KUTIPAN TERPILIH
One Mistake Like Thousand !

♠ Posted by Aryni Ayu in
Satu Kesalahan=Seribu Kesalahan



Ah, memangnya dimana letak kesalahan bisa ditambahkan jika tidak di mulut manusia? Yang salah kecil menjadi tambah salah, yang sudah salah besar bisa menjadi benar! Benarkah ini pertanda jaman edan?

“Tidak ada manusia yang sempurna, dewa pun juga bisa salah”, ungkap Ares, sang dewa Perang Yunani. Setiap mahluk insani, tidak pernah barang secacat pun tidak berbuat kesalahan. Manusia diciptakan memang untuk berbuat kebenaran juga kesalahan. Baik diingini atau tudak, manusia yang ingin sukses harus mau dulu dicekal kesalahan. Meski itu terkadang membuat hati tak berdaya, hati terluka, manusia pun tak berhenti melakukan kesalahan dan mensalahi manusia yang lain. Apalagi di Jaman Edan ini (menurut Serat Centhini Majapahit), barang siapa tak melakukan salah, bisa disalahkan, benar kan?
            Di suatu musim dingin, seorang mahasiswa sedang melakukan tugas ujian akhirnya. Dilihat sederet biografi yang ia miliki, mahasiswa ini berprestasi, keras kepala, susah diatur, namun tak pernah melakukan curang kepada siapapun, apalagi kepada mahadewa guru. Pernah dirinya memberikan contekan kepada beberapa mahasiswa hanya sekedar untuk mengajari bahan yang akan dibuat untuk ujian matakuliah. Tetapi kabar itu bocor, sang mahadewa guru marah dan menyuruh semua anak didiknya di kelas itu untuk mengaku, jika tidak, ujian tidak akan dilaksanakan. Detik berlalu, kelas hening, teman-temannya yang ikut melakukan curang juga diam dalam kesalahan. Tapi sang mahasiswa berdiri, dan mengaku di depan kelas bahwa dirinya melakukan kesalahan. Dialah yang mengajari beberapa mahasiswa lainnya. “Maafkaan saya, telah bersalah, saya siap dihukum apapun!”. Kelas semakin senyap, mereka berdecak kaget bercampur kagum. Mana ada maling yang mengaku? Untung sang Mahadewa Guru bersifat objektif, sehingga tetap memberikan nilai ‘A’ kepada sang mahasiswa, karena sifatnya yang kesatria.

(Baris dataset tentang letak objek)
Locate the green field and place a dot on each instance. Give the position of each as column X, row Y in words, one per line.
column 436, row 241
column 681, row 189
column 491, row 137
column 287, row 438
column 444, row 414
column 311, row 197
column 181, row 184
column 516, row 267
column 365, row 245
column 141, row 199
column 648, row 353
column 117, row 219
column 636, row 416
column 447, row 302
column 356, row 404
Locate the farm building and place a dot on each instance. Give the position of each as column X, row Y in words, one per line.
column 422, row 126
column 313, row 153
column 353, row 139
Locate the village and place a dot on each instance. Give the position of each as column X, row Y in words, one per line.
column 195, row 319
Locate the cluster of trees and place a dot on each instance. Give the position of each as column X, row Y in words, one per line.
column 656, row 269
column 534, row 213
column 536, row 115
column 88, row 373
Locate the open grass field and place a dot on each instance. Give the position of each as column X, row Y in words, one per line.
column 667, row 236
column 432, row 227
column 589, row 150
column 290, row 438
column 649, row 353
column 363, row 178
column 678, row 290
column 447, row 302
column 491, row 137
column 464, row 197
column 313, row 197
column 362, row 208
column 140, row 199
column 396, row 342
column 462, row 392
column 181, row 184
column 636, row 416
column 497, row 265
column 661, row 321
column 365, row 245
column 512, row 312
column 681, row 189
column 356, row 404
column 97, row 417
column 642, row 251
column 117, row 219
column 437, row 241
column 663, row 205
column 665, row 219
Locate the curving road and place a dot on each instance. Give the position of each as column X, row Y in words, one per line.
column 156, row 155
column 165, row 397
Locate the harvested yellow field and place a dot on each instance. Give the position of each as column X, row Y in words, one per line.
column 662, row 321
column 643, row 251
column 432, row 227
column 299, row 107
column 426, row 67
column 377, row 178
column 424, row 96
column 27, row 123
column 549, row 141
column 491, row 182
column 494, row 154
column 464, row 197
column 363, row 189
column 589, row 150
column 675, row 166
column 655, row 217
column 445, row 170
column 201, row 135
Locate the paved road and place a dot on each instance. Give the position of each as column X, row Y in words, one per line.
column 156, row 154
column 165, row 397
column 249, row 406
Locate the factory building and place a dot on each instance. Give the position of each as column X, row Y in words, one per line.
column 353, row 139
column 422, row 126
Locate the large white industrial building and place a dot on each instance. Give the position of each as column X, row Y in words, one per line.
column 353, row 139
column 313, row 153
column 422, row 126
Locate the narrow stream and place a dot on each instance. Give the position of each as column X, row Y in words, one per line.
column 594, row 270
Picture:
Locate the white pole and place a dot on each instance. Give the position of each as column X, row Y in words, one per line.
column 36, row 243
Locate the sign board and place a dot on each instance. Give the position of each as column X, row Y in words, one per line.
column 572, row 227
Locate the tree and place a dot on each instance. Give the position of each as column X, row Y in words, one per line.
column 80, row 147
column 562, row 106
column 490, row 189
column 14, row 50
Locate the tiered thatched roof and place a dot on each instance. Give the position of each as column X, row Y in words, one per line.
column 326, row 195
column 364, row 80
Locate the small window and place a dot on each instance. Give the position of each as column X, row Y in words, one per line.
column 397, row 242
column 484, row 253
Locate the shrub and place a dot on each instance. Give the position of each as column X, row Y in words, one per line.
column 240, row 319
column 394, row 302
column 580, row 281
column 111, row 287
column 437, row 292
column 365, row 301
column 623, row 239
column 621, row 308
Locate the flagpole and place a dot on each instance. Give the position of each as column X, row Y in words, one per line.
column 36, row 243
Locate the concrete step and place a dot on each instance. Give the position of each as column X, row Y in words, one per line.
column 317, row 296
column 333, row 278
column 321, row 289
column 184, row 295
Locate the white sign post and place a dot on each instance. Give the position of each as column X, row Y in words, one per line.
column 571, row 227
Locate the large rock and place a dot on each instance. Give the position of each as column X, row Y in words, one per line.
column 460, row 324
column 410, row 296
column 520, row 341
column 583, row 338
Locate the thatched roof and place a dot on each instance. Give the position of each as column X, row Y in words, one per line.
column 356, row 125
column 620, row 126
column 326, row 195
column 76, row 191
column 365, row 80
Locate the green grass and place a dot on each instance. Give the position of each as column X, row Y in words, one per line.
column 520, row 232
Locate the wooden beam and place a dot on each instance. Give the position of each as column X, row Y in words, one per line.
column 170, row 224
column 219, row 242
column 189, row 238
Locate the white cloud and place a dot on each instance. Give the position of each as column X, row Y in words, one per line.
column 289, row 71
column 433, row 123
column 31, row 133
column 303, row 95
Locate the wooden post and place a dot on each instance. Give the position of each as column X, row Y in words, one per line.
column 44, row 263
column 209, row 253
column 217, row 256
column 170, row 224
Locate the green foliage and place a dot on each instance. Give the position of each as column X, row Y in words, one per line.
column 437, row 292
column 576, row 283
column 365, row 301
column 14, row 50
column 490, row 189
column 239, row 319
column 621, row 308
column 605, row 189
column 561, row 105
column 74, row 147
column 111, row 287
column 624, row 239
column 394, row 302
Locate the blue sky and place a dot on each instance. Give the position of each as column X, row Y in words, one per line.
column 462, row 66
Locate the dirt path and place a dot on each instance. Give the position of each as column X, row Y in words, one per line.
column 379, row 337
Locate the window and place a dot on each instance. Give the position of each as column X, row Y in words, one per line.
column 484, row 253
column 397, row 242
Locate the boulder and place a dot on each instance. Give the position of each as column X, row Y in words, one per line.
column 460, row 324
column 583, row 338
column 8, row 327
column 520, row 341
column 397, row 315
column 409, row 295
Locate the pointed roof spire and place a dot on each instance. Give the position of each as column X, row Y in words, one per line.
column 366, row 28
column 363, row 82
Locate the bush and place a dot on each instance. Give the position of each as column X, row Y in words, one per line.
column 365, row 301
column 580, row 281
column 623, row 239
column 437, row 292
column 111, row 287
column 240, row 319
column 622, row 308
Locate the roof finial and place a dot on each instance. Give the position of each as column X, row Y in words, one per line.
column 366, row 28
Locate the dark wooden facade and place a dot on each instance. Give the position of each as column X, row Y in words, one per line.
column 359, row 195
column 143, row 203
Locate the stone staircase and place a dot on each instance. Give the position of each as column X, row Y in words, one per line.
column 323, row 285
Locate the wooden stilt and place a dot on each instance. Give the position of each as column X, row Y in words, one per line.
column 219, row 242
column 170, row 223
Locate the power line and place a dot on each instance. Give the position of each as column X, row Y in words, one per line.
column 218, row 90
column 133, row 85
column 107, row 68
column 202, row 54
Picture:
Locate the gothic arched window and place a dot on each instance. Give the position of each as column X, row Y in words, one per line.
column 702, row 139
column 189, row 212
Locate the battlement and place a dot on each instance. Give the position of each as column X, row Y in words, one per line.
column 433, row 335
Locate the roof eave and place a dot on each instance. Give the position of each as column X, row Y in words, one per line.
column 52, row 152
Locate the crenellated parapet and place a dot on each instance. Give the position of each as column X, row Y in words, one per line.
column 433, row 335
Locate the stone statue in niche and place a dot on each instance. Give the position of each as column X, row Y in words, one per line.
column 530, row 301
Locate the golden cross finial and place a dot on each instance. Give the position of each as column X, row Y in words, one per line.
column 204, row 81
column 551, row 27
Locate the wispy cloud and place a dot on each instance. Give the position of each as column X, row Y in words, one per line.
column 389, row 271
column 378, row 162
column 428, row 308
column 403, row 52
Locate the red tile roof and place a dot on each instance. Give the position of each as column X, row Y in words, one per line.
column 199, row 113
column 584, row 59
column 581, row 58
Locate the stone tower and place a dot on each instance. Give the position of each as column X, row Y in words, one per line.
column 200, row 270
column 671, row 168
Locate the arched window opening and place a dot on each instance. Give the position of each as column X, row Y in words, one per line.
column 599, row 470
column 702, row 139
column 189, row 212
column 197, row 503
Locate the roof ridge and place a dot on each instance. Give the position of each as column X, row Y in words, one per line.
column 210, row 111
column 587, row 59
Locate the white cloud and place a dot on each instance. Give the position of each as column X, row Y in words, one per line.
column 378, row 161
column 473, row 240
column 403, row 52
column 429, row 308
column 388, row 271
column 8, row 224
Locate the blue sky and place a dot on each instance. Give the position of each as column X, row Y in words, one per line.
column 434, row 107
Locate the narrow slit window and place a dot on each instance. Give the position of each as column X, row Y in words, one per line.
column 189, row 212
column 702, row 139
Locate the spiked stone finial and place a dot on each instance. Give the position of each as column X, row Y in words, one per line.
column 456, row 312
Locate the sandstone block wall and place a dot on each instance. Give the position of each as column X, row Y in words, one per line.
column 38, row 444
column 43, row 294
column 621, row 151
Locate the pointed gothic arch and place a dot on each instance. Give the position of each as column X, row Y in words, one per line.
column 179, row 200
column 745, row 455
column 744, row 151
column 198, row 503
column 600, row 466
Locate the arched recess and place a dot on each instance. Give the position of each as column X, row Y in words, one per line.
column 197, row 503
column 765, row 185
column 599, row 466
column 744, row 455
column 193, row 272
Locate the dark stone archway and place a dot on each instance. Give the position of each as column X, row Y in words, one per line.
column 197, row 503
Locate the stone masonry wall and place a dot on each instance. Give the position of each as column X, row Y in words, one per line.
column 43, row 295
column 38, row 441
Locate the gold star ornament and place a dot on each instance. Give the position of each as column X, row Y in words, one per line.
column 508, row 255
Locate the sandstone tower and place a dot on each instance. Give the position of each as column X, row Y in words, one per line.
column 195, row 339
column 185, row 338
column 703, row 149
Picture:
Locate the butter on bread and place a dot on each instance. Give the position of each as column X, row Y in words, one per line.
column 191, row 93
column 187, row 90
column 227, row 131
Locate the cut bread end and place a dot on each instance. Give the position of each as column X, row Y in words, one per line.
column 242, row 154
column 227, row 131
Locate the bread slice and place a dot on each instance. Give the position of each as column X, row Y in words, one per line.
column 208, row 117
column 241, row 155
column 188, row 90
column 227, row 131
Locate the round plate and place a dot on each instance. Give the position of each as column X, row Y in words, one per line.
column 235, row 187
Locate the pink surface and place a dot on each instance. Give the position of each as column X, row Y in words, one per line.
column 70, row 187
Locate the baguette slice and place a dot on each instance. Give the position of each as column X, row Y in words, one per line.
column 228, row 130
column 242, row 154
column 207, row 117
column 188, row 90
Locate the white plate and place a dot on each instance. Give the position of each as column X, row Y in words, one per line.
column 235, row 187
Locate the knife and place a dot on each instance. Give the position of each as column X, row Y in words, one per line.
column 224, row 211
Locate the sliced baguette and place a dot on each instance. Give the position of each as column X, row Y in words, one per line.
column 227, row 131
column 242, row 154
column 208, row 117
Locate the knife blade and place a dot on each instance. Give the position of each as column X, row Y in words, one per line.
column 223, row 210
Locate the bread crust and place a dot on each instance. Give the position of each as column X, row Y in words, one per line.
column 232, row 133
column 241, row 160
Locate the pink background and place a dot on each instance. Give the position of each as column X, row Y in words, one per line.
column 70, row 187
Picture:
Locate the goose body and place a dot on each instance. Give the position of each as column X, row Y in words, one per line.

TUGAS
1. Dalam teks tentang kesalahan, kalimat yang diawali "Dilihat sederet biografi" memuat sifat-sifat mahasiswa sebelum kata "namun". Sebutkan semua sifat tersebut.
2. Ubah baris-baris catatan menjadi tabel Markdown berkolom "No." dan "Baris", tanpa baris kosong. Mulailah dari baris yang memuat "Locate the large rock", dan berhentilah setelah baris yang memuat "column 303, row 95".
Teks dan catatan tidak saling berkaitan.

JAWABAN TUGAS
1.
- berprestasi
- keras kepala
- susah diatur

2.
| No. | Baris |
|---|---|
| 1 | Locate the large rock and place a dot on each instance. Give the position of each as column X, row Y in words, one per line. |
| 2 | column 460, row 324 |
| 3 | column 410, row 296 |
| 4 | column 520, row 341 |
| 5 | column 583, row 338 |
| 6 | Locate the thatched roof and place a dot on each instance. Give the position of each as column X, row Y in words, one per line. |
| 7 | column 356, row 125 |
| 8 | column 620, row 126 |
| 9 | column 326, row 195 |
| 10 | column 76, row 191 |
| 11 | column 365, row 80 |
| 12 | Locate the green grass and place a dot on each instance. Give the position of each as column X, row Y in words, one per line. |
| 13 | column 520, row 232 |
| 14 | Locate the wooden beam and place a dot on each instance. Give the position of each as column X, row Y in words, one per line. |
| 15 | column 170, row 224 |
| 16 | column 219, row 242 |
| 17 | column 189, row 238 |
| 18 | Locate the white cloud and place a dot on each instance. Give the position of each as column X, row Y in words, one per line. |
| 19 | column 289, row 71 |
| 20 | column 433, row 123 |
| 21 | column 31, row 133 |
| 22 | column 303, row 95 |